Problem set:
a. Answer these about the page on AI scorecards, one per line:
(i) Which scorecard dimension goes with the question "Was it fast enough?"
(ii) In the support refund example, how could the AI reduce cost?
(iii) What does the "Tool failure" example type test?
b. From the page on AI scorecards, print the passage starting at "The driving test" and ending at "prove safe operation.".

··· Reading passage ···

The worst way to judge an AI system is to watch one good demo.
Demos are useful for imagination. They are bad for trust.
Real AI work needs a scorecard.
The driving test analogy
You do not give someone a driving license because they drove one clean lap around an empty parking lot.
You test:
- traffic,
- parking,
- signs,
- night driving,
- unexpected pedestrians,
- bad weather,
- judgment,
- safe stopping.
AI agents need the same kind of test. One correct answer does not prove safe operation.
Five questions every scorecard should answer
| Question | Scorecard dimension |
|---|---|
| Did it follow rules? | Policy |
| Was it safe? | Safety |
| Did it complete the work? | Utility |
| Was it fast enough? | Latency |
| Was it worth the cost? | Economics |
This is the ContextOS Evaluation and Observability model.
The important idea is simple: one score is not enough.
Why one score fails
Imagine a support refund AI.
It could improve “customer satisfaction” by approving every refund. That is not good.
It could reduce cost by refusing every refund. That is not good.
It could be fast by skipping evidence. That is not good.
It could be safe by escalating everything. That is not useful.
A scorecard prevents one metric from hiding another.
Start with examples
Non-technical teams can help create the first examples.
Collect:
| Example type | Why |
|---|---|
| Easy success | Shows the expected path |
| Missing information | Tests whether AI asks instead of guessing |
| Policy boundary | Tests rule-following |
| High-risk action | Tests approval gate |
| Tool failure | Tests graceful recovery |
| Ambiguous request | Tests escalation |
| Prior mistake | Tests whether the system learned |
Each example should say what good looks like.

··· Record set ···

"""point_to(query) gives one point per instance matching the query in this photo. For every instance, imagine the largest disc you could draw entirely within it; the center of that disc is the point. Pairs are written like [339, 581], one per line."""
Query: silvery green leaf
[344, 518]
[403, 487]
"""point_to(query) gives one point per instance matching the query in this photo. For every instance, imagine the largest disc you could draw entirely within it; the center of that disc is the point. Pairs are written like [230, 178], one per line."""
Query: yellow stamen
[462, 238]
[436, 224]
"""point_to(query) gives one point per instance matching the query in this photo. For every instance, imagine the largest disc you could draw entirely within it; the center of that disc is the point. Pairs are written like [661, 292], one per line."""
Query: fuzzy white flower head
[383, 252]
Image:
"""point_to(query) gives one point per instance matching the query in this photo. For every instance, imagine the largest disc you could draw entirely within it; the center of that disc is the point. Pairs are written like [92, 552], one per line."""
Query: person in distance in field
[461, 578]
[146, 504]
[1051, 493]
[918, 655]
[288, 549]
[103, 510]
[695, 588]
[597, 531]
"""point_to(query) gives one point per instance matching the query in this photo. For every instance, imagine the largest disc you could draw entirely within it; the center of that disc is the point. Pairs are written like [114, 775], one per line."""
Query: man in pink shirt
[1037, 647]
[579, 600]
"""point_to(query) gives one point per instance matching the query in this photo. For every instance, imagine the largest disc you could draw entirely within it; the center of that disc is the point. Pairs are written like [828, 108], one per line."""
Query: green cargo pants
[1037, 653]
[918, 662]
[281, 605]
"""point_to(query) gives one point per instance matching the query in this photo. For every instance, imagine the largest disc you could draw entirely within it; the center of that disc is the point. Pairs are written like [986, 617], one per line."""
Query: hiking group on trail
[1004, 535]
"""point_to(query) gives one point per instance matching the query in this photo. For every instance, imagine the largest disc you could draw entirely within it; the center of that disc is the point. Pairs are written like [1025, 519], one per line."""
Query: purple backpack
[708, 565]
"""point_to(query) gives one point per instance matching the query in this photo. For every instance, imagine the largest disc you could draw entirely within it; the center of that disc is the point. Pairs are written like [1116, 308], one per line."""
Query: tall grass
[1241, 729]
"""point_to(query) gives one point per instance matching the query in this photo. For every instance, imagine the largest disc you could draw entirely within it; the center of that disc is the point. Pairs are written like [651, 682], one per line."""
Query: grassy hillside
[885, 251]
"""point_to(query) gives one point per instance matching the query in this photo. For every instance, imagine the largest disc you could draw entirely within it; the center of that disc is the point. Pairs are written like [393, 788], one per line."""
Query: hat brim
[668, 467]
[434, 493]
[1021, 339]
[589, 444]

···

Answers to the exercises:
a.
(i) Latency
(ii) By refusing every refund
(iii) Graceful recovery

b.
The driving test analogy
You do not give someone a driving license because they drove one clean lap around an empty parking lot.
You test:
- traffic,
- parking,
- signs,
- night driving,
- unexpected pedestrians,
- bad weather,
- judgment,
- safe stopping.
AI agents need the same kind of test. One correct answer does not prove safe operation.